**Given passage**:
--- start ---
# 06/10 Shake The Lake - Erie, PA. / Meca 2x



## stereo_luver (Oct 30, 2007)

Meca 2x on 06/10 in Erie, PA.

Anybody in for this?

Also are there any members in the Cleveland, OH. area? I'm here for the next 5-6 weeks working. Always glad to demo my measly set-up and get some feedback.

Chuck


----------



## asota (Feb 7, 2011)

I will be there only 20 min away.


----------



## stereo_luver (Oct 30, 2007)

This weekend.

Chuck


----------



## thegreatestpenn (Feb 16, 2011)

I got ur stickers chuck, where to send them!

Scott's gonna lay the sq judging smackdown haha


----------



## asota (Feb 7, 2011)

Scott is event head but I would hope Zenner is doing sq judging.


----------



## req (Aug 4, 2007)

ugh. i wish man.
--- end ---
**Recorded data**:
--- start ---
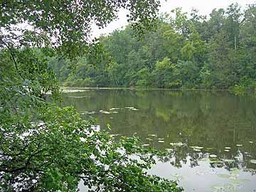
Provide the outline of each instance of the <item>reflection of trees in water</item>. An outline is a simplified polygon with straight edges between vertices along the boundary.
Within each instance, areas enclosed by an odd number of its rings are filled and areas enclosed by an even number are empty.
[[[142,142],[149,142],[160,149],[171,148],[171,142],[186,143],[186,147],[172,147],[174,151],[169,158],[162,159],[176,167],[186,164],[188,158],[191,167],[198,166],[199,161],[215,154],[218,159],[235,161],[209,163],[212,167],[228,170],[239,167],[255,173],[252,170],[255,166],[249,162],[256,159],[255,143],[249,141],[256,142],[256,102],[250,97],[240,98],[228,92],[217,91],[107,90],[64,96],[63,105],[72,104],[80,112],[108,111],[112,107],[125,107],[139,109],[136,112],[119,110],[118,114],[96,113],[95,117],[98,117],[102,127],[110,123],[114,134],[132,136],[137,132]],[[165,143],[158,143],[157,138],[153,142],[145,139],[150,134],[164,138]],[[237,144],[243,146],[238,147]],[[193,146],[201,146],[204,149],[202,153],[195,152],[189,147]],[[224,151],[226,146],[231,147],[229,152]],[[213,149],[207,151],[206,148]]]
--- end ---
**Your tasks**:
a) Answer these questions about the Shake The Lake thread.
(i) In which city is Chuck working for the next 5-6 weeks?
(ii) How far away does asota say they are?
(iii) Who does asota hope is doing the sq judging?
b) From the Shake The Lake thread, extract the passage that starts at the words "Also are there" and ends after the words "get some feedback.".

**Responses to the tasks**:
a)
(i) Cleveland, OH.
(ii) Only 20 minutes away.
(iii) Zenner.

b)
Also are there any members in the Cleveland, OH. area? I'm here for the next 5-6 weeks working. Always glad to demo my measly set-up and get some feedback.